Document passage:
+++++
Case evidence in death of WWII veteran offers no new insight on motive

Digital files released this month in the case of two teens accused of beating to death an 88-year-old World War II veteran in Spokane last summer offer a compelling look into the lives of the suspects and an angry community.

What they don’t show is new insight into why the violent death occurred.

Among the files, a breathless 911 call relaying the violence visible inside Delbert Belton’s Ford sedan juxtaposes with the Facebook selfies and middle-school basketball tournament brackets downloaded by suspects Kenan Adams-Kinard, 17, and Demetruis Glenn, 16, who remain jailed on charges of killing Belton.

“He’s not talking, but he grabbed my hand,” Natalie Flom can be heard telling a dispatcher on 911 tapes. She is a friend of Belton’s who first found him bloodied in the parking lot of the Eagles Lodge Ice Rink around 8:15 p.m. Aug. 21. Belton died the next morning.

The evidence includes a photograph of a purported confession letter linked to Adams-Kinard. While Glenn surrendered within a few days of the beating death, police found Adams-Kinard in a friend’s basement apartment. After he walked out of the home to surrender, investigators searching the property found the handwritten note describing a drug deal gone wrong that has provided the only motive for the attack.

“My intentions were to get a zip of crack and be on my way,” reads the letter, which has Adams-Kinard’s name signed at the bottom. The letter is written in a looping hand and blue ink that differs from the scratchy signature in the bottom-left margin. It describes the beating and claims Belton gave a smaller amount of drugs than was owed.

It concludes: “He was unconscious so I made sure he was still breathing, and then I took off.”

Belton’s family and friends vehemently deny the claim that he dealt drugs.
+++++
Records:
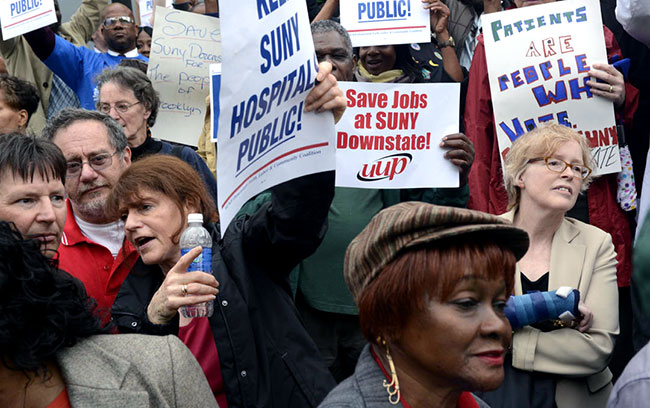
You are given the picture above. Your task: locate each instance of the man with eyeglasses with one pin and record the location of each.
(93, 246)
(77, 65)
(22, 62)
(32, 196)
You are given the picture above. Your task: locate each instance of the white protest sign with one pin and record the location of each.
(22, 16)
(215, 87)
(265, 137)
(182, 48)
(146, 8)
(390, 134)
(538, 61)
(382, 22)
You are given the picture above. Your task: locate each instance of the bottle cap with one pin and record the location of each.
(195, 217)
+++++
Instruction:
Return everything in the article on the WWII veteran's death from "Among the files, a" down to "of killing Belton.". The records are material separate from the article.

Answer for this exercise:
Among the files, a breathless 911 call relaying the violence visible inside Delbert Belton’s Ford sedan juxtaposes with the Facebook selfies and middle-school basketball tournament brackets downloaded by suspects Kenan Adams-Kinard, 17, and Demetruis Glenn, 16, who remain jailed on charges of killing Belton.